BEGIN

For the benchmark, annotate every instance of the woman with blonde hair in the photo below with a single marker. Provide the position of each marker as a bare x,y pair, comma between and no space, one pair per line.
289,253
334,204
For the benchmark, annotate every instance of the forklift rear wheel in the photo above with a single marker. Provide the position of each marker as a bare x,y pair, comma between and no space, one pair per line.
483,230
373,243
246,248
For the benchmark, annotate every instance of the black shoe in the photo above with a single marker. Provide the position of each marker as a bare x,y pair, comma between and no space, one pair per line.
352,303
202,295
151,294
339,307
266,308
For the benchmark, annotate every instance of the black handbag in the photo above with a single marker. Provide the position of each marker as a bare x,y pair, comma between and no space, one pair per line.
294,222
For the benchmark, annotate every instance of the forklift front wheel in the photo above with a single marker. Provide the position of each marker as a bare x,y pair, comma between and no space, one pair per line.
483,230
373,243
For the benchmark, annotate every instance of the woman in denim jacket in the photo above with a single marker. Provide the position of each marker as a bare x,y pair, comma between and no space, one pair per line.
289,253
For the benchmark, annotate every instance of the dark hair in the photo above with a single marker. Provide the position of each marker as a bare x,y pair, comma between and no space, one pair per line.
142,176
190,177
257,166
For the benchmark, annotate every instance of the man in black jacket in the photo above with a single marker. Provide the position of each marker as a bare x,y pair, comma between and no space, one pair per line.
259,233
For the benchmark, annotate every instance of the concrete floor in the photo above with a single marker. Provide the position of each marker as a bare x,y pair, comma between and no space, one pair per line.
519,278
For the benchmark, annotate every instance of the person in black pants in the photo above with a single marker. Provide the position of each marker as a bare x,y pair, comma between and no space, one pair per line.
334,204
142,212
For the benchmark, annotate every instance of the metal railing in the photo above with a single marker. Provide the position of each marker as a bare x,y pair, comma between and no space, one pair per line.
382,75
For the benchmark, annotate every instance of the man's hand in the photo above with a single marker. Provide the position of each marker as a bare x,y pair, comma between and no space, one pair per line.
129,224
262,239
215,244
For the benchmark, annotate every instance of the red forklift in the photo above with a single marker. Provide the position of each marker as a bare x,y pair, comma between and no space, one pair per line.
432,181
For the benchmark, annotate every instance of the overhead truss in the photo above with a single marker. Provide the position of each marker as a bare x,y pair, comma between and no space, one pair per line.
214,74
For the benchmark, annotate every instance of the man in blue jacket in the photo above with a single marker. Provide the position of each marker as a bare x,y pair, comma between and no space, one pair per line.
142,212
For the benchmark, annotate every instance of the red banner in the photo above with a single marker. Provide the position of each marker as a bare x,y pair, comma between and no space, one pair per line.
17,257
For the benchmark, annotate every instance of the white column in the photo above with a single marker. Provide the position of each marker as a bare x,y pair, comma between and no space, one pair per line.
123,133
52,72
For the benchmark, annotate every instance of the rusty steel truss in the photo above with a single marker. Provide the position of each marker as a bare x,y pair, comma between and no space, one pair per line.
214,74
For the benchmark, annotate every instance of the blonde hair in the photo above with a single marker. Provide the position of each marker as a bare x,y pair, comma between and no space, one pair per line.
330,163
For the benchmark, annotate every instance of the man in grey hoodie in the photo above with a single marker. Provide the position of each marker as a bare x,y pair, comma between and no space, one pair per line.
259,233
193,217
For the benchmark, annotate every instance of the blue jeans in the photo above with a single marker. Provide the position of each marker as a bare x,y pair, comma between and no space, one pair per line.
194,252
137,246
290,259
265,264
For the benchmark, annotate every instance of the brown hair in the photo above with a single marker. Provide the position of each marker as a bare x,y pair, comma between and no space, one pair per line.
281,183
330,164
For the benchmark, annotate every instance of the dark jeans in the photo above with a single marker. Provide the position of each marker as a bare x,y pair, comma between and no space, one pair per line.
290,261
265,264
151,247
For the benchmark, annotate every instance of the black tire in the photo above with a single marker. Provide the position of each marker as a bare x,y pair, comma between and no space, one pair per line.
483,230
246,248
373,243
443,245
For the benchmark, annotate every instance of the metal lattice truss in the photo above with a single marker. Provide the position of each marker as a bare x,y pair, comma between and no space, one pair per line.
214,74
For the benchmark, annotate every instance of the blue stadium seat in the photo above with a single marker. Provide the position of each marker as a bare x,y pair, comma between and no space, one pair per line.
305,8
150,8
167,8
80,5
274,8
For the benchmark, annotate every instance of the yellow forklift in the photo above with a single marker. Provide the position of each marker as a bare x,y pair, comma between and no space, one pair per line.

END

## Aim of the exercise
Only the lines from the one containing "For the benchmark, annotate every instance of the man in grey" to the end of the data should be printed, exactly as they stand.

## Written response
For the benchmark, annotate every instance of the man in grey hoodie in the photo above with a single marker. Provide the position of each marker as a bare x,y pair, comma between and no space, one pair per line.
259,233
193,217
For the benchmark, annotate every instance of the blue jeans in the photo above with a single marker. Provide the position of each marker as a bare x,y pair, comma between and no space, one pair per line.
194,252
137,246
290,259
265,264
For the benchmark, annotate every instance of the brown hair in the photo above with a single marker. Provide the position of each marker as a bare x,y pair, comma between and no space, one pair per line.
281,183
330,164
For the benchmark, annotate every instance of the dark jeans in the photo above with a single marker. Provide the position of each marker as a bare x,y pair, comma between and no space, one pair per line.
290,261
265,264
151,247
For the benchmark, annotate every instance of the black tire in the photo above with a single marker. Provide the position of each marker as a bare x,y pair, comma between and no space, one pair per line.
483,230
246,248
373,243
443,245
For the benchmark, annotate every instance of the metal lattice truss in the photo above with a single marker. Provide the position of each marker as a bare x,y pair, comma between and no space, one pair per line.
214,74
For the benchmark, annotate every instance of the blue stadium seat in the photo above with a single marker. Provide the position of each marker as a bare x,y pair, comma between and no space, one pair per line.
305,8
150,8
167,8
80,5
274,8
For the benchmark, annotate every instance of the yellow forklift in the photo above with a single marker. Provide the position of each marker as a bare x,y pair, comma between and no space, one pair per line.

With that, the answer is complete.